• [Set task]: Write out the material again exactly, please, and omit the pictures.
>> Begin Data to process
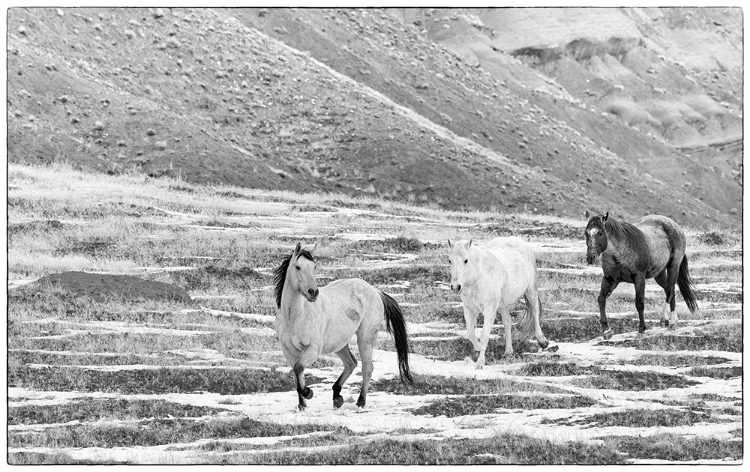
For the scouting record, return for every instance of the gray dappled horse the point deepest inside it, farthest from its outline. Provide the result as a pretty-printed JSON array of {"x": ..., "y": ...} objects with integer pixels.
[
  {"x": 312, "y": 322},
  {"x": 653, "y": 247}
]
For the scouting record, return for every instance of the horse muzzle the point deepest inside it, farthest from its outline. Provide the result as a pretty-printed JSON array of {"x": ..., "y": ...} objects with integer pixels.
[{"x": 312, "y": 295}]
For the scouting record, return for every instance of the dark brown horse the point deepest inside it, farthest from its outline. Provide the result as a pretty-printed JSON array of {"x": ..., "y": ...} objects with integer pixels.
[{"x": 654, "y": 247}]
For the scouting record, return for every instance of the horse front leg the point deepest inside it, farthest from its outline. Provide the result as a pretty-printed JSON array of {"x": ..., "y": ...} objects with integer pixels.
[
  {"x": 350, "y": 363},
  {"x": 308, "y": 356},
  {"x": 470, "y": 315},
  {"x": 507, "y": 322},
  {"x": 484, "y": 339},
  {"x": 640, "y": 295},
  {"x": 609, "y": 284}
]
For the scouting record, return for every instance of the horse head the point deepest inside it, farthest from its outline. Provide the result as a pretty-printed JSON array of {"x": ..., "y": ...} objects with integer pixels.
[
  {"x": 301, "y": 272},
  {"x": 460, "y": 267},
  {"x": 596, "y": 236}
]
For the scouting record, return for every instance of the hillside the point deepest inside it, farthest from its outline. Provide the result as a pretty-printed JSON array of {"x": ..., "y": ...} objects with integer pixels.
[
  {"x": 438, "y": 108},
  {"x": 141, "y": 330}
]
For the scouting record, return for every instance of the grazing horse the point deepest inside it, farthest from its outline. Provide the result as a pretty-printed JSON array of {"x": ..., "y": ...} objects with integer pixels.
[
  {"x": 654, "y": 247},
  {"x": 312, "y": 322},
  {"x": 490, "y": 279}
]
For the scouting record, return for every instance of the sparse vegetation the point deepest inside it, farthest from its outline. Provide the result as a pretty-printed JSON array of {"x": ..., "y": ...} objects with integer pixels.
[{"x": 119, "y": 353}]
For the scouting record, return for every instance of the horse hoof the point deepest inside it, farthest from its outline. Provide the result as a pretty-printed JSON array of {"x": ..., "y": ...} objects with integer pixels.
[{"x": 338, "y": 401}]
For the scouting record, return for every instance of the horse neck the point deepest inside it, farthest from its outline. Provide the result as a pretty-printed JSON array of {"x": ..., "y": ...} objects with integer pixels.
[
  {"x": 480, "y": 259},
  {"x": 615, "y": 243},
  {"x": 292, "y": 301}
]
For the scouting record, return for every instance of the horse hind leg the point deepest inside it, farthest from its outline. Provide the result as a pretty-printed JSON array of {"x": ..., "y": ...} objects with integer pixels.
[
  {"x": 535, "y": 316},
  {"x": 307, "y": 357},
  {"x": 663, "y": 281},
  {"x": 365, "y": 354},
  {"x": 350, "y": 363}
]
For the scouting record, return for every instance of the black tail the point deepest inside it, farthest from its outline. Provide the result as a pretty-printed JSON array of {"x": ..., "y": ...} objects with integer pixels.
>> End Data to process
• [Full answer]:
For the scouting record, return for every instance of the gray dappled horse the point deepest inside it, farthest from its outline. Provide the result as a pretty-printed JSON array of {"x": ..., "y": ...} objects with integer pixels.
[
  {"x": 312, "y": 322},
  {"x": 653, "y": 247}
]
For the scouting record, return for every instance of the horse muzzle the point deepest inside it, farthest from its outline. Provide the result as a pretty-printed JSON array of {"x": ..., "y": ...} objects with integer pixels.
[{"x": 312, "y": 295}]
For the scouting record, return for every instance of the dark brown horse the point deepest inside it, farthest from its outline. Provide the result as a pretty-printed JSON array of {"x": ..., "y": ...} objects with integer pixels.
[{"x": 654, "y": 247}]
For the scouting record, return for every instance of the horse front leg the point deepest inside it, farthest from its outline. Provide the result as a pretty-printed JSON array of {"x": ..., "y": ...} objects with integer pixels.
[
  {"x": 350, "y": 363},
  {"x": 308, "y": 356},
  {"x": 470, "y": 315},
  {"x": 507, "y": 322},
  {"x": 484, "y": 339},
  {"x": 640, "y": 295},
  {"x": 609, "y": 284}
]
For the scouting record, return for every instance of the horse head the point deepest inside it, farthest from its outline. Provide the result as a pretty-printed JSON array of {"x": ..., "y": ...} objects with integer pixels.
[
  {"x": 301, "y": 272},
  {"x": 460, "y": 267},
  {"x": 596, "y": 236}
]
For the scouting record, return for every instance of the hillside the point deepest inside it, farthest from its outline. Provide the result as a pretty-printed JSON array of {"x": ..., "y": ...} objects with integer pixels.
[
  {"x": 438, "y": 108},
  {"x": 141, "y": 330}
]
For the scouting record, return for every instance of the grazing horse the point deepest inside it, farthest from its outline. Provide the result as a pretty-printed JSON array of {"x": ..., "y": ...} objects with integer pixels.
[
  {"x": 654, "y": 247},
  {"x": 312, "y": 322},
  {"x": 490, "y": 279}
]
For the scouting record, return for every instance of the sparse vegetation the point deepest inside it, farthest from its outline. Provide the result as a pretty-printed JSON array of {"x": ..., "y": ...} objects with integer pixels.
[{"x": 119, "y": 353}]
For the scouting record, return for every instance of the horse hoof the point deepest inside it, farthest from its outline. Provide the result as a pretty-printed JSON array of {"x": ..., "y": ...} objects with integer pixels.
[{"x": 338, "y": 401}]
For the scouting record, return for every instance of the horse neck the point deepest inside it, farthest from its outline. Provide the result as a pretty-printed JSON array of {"x": ..., "y": ...} objects with integer pixels.
[
  {"x": 480, "y": 259},
  {"x": 615, "y": 243},
  {"x": 292, "y": 301}
]
For the scouting record, return for every instance of the horse hind leg the point deepest inside it, farthest from its outline. Provide the result as a pretty-printed JSON array of {"x": ..., "y": ...} objects with integer pixels.
[
  {"x": 535, "y": 316},
  {"x": 307, "y": 357},
  {"x": 663, "y": 281},
  {"x": 365, "y": 354},
  {"x": 350, "y": 363}
]
For the scouting record, return for every instance of the black tail the point deepest inside it, farthest from its outline. Provide the result as a pretty-printed JSON array of {"x": ..., "y": ...} objects with integer pixels.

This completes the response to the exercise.